:: Records for processing

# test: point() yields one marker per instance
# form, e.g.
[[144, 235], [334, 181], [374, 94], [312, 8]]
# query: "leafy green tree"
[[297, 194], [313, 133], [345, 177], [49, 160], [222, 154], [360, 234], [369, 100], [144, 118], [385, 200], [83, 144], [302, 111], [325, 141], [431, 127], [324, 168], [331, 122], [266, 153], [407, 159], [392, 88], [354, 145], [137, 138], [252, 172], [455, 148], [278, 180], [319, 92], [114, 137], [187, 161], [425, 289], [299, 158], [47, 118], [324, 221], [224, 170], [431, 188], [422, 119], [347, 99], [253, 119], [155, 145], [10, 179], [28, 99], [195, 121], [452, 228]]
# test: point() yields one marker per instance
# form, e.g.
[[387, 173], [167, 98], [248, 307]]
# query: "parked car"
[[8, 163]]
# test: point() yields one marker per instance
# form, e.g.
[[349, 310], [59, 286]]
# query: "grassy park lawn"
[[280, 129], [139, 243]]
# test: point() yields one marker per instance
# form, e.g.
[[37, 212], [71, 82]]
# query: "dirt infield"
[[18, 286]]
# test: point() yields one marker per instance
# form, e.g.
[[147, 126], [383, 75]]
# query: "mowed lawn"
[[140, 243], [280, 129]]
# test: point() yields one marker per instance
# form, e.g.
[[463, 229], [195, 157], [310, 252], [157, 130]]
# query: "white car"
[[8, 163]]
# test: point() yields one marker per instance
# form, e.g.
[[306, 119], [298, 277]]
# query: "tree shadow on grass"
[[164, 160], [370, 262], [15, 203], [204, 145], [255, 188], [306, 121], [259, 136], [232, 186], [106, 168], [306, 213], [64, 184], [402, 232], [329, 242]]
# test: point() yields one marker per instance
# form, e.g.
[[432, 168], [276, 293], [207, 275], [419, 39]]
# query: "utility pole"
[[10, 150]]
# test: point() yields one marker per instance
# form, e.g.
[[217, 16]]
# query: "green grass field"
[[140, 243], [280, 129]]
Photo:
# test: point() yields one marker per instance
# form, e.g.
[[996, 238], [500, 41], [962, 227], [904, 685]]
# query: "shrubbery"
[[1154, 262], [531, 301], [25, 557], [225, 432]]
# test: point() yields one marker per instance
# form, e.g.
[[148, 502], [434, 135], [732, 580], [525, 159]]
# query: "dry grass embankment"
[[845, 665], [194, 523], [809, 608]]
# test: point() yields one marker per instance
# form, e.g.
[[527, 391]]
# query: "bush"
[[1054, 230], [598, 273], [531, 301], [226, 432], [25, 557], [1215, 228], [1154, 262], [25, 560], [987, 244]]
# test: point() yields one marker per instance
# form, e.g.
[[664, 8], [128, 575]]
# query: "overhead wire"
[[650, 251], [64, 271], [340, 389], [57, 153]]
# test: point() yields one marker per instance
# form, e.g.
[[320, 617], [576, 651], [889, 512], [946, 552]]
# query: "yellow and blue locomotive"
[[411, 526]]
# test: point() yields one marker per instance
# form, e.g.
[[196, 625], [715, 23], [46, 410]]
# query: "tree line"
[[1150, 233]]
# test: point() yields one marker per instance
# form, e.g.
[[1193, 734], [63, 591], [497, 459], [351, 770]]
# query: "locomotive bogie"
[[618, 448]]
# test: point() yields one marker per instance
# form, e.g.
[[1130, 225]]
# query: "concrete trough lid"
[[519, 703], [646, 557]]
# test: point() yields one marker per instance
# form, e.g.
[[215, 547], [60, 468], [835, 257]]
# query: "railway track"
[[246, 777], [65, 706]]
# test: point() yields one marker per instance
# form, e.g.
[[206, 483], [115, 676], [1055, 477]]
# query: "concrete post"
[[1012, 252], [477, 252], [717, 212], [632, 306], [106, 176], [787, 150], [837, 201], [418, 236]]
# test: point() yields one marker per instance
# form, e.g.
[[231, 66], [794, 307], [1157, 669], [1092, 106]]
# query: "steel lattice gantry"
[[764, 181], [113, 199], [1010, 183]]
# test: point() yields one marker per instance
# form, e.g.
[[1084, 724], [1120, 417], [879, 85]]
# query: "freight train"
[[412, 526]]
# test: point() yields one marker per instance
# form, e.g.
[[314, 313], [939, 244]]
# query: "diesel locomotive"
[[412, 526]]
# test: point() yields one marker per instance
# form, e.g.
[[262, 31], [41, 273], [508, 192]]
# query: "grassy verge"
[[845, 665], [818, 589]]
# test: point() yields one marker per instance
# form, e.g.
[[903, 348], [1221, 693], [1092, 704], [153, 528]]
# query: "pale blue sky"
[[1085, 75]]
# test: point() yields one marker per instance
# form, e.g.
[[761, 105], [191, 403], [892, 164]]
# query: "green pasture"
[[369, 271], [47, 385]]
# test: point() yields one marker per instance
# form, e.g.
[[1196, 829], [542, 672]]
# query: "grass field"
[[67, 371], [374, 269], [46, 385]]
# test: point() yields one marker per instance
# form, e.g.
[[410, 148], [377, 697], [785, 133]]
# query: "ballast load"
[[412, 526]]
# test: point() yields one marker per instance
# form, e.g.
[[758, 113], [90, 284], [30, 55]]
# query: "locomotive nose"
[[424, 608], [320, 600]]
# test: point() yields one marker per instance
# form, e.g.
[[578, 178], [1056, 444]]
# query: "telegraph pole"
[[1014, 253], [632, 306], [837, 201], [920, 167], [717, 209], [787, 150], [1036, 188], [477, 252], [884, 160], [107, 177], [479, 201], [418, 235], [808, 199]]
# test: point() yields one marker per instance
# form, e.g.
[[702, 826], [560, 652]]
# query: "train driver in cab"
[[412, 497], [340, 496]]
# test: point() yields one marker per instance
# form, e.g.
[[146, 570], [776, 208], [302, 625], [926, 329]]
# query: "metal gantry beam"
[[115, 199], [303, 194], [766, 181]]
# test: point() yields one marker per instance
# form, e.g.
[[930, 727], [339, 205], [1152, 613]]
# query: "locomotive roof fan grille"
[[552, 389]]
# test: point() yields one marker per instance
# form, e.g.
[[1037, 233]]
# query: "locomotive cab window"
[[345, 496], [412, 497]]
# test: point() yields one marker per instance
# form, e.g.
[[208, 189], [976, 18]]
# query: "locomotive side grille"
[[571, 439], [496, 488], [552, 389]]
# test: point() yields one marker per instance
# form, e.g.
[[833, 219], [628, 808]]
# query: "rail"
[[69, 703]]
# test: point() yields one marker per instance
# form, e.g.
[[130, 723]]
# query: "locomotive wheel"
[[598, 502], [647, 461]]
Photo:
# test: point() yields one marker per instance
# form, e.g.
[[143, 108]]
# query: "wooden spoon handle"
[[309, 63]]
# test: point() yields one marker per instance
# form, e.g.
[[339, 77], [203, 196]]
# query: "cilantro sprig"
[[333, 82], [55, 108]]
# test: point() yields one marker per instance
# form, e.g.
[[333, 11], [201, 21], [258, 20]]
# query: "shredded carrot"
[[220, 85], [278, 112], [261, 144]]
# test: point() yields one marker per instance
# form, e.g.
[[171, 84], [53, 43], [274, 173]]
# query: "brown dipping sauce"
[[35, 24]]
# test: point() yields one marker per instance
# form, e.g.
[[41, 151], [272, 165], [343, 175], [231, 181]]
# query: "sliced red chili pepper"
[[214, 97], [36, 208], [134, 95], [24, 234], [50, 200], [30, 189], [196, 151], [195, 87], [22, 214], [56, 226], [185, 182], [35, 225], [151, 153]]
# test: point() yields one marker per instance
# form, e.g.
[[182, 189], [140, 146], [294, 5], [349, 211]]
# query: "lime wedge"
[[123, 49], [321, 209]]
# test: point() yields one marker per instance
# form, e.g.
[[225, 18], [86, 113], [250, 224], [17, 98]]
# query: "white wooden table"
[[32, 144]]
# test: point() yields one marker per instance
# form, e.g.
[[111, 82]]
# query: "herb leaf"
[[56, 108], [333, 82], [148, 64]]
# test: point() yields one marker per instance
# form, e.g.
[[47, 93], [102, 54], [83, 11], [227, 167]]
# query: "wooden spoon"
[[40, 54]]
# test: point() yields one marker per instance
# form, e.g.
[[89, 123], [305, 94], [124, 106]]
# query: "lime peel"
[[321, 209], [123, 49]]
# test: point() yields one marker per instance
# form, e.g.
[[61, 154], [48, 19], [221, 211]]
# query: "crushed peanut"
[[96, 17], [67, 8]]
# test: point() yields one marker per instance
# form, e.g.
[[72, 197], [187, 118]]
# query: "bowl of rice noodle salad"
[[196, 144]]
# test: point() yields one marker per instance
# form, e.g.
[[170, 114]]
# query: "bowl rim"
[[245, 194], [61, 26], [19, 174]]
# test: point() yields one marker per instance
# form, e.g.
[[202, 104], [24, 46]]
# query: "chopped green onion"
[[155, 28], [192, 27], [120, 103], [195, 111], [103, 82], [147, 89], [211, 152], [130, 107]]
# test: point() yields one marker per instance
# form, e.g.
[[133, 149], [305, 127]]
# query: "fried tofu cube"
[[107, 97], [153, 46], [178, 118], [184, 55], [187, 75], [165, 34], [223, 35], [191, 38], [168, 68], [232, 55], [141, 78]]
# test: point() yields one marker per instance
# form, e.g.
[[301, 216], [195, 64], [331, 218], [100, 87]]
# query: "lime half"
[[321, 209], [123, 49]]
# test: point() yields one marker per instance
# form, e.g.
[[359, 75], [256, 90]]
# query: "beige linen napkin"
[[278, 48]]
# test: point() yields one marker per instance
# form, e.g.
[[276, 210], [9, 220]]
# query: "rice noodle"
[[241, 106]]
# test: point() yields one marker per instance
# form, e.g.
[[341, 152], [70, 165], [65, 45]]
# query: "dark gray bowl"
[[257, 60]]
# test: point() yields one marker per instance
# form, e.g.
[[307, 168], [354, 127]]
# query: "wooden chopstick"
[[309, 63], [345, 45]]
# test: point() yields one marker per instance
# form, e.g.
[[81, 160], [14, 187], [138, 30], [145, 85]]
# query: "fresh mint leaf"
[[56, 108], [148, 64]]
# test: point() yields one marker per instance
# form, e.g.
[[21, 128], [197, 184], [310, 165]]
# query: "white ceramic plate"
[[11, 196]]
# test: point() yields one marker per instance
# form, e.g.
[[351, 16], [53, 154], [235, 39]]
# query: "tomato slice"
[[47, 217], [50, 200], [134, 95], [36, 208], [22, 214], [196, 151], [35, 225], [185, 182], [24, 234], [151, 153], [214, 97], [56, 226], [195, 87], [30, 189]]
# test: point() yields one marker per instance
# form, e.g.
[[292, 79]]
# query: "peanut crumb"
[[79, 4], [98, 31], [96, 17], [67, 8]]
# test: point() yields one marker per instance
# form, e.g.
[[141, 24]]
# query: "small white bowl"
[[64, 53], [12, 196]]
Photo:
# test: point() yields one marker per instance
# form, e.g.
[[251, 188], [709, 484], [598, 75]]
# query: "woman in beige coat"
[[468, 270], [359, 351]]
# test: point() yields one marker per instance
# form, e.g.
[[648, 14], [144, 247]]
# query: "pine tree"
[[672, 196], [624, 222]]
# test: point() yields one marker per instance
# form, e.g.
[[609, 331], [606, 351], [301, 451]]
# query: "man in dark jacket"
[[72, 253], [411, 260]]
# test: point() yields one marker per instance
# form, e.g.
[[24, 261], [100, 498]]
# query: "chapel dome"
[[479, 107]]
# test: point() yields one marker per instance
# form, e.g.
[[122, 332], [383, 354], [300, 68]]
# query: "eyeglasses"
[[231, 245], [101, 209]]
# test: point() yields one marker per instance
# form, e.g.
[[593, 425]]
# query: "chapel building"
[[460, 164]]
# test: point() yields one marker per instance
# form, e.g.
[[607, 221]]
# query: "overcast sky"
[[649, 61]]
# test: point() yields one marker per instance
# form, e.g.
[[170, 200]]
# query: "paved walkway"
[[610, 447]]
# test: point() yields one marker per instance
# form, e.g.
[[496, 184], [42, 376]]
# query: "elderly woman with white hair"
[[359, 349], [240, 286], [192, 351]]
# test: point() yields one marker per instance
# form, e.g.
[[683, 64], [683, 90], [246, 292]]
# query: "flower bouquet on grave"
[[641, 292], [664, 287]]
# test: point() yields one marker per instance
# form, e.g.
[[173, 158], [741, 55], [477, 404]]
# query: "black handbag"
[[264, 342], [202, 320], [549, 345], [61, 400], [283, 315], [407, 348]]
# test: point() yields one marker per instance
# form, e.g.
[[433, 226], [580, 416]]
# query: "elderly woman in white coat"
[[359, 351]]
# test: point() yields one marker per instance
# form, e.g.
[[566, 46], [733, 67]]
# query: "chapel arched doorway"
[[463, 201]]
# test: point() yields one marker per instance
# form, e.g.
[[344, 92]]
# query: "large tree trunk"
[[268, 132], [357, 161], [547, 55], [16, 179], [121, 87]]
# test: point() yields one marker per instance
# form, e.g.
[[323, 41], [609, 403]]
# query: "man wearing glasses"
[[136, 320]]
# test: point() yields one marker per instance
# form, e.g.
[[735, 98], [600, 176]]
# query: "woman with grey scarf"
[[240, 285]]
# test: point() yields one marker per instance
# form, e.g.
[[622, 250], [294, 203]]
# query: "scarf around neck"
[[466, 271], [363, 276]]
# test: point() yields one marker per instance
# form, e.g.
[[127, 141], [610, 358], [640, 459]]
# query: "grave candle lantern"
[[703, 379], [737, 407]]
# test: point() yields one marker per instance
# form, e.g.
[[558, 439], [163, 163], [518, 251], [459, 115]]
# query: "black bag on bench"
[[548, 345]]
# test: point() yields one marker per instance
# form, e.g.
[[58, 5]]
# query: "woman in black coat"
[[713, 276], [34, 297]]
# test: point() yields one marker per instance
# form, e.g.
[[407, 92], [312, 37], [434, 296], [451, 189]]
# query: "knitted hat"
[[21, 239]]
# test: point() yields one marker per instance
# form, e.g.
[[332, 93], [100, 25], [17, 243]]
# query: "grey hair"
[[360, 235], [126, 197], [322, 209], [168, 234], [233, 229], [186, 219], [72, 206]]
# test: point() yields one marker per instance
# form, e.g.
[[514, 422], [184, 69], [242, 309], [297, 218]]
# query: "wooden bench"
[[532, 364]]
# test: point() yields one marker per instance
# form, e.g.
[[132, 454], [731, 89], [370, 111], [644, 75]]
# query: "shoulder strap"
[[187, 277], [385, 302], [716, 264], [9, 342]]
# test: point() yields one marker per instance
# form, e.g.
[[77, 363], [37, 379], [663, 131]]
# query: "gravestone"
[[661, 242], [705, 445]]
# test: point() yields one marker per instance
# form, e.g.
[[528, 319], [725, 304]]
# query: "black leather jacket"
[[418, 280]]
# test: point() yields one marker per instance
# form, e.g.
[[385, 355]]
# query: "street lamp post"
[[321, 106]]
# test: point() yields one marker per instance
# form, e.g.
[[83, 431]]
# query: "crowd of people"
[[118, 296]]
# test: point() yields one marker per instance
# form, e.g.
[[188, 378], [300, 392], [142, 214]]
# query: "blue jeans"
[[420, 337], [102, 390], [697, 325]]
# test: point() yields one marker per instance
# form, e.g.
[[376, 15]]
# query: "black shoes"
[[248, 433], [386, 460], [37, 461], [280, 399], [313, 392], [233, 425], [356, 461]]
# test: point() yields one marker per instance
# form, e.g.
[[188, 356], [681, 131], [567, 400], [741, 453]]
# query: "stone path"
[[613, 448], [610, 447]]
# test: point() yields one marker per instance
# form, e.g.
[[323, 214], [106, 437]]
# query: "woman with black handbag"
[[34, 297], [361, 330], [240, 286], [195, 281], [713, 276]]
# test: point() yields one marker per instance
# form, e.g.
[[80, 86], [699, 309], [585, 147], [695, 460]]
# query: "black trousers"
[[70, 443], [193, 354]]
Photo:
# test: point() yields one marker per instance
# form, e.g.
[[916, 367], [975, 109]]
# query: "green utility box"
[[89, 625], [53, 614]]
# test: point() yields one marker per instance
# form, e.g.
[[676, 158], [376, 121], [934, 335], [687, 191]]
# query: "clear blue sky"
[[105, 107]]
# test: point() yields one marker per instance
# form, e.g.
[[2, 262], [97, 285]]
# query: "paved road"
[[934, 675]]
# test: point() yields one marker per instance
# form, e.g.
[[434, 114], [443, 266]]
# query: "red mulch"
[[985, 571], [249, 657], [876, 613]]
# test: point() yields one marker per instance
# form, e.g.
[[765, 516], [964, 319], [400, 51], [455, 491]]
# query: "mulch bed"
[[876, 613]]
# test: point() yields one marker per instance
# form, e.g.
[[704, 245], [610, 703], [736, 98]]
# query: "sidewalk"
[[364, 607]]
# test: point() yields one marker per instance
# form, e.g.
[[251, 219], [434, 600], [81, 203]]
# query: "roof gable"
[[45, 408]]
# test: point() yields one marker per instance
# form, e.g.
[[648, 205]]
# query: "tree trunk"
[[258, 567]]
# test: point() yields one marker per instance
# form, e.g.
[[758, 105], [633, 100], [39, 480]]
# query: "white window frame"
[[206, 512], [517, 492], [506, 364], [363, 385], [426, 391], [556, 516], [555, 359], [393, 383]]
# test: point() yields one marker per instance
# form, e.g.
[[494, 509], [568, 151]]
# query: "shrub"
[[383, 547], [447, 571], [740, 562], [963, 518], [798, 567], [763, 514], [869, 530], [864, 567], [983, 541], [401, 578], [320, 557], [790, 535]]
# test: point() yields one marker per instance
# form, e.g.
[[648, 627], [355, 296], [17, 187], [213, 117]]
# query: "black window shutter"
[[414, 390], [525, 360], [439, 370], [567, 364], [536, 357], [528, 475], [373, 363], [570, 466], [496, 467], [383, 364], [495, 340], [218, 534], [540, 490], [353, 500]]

::::

Output the data exactly, from the first line through the line that holds "[[349, 310], [59, 286]]", so that no later line appears.

# test: point() yields one marker per instance
# form, e.g.
[[144, 235], [334, 181], [374, 94], [312, 8]]
# query: "leafy green tree"
[[297, 194], [313, 133], [345, 177], [49, 160], [222, 154], [360, 234], [369, 100], [144, 118], [385, 200], [83, 144], [302, 111], [325, 141], [431, 127], [324, 168], [331, 122], [266, 153], [407, 159], [392, 88], [354, 145], [137, 138], [252, 172], [455, 148], [278, 180], [319, 92], [114, 137], [187, 161], [425, 289], [299, 158], [47, 118], [324, 221], [224, 170], [431, 188], [422, 119], [347, 99], [253, 119], [155, 145], [10, 179], [28, 99], [195, 121], [452, 228]]
# test: point() yields one marker per instance
# form, e.g.
[[387, 173], [167, 98], [248, 307]]
# query: "parked car"
[[8, 163]]
# test: point() yields one marker per instance
# form, e.g.
[[349, 310], [59, 286]]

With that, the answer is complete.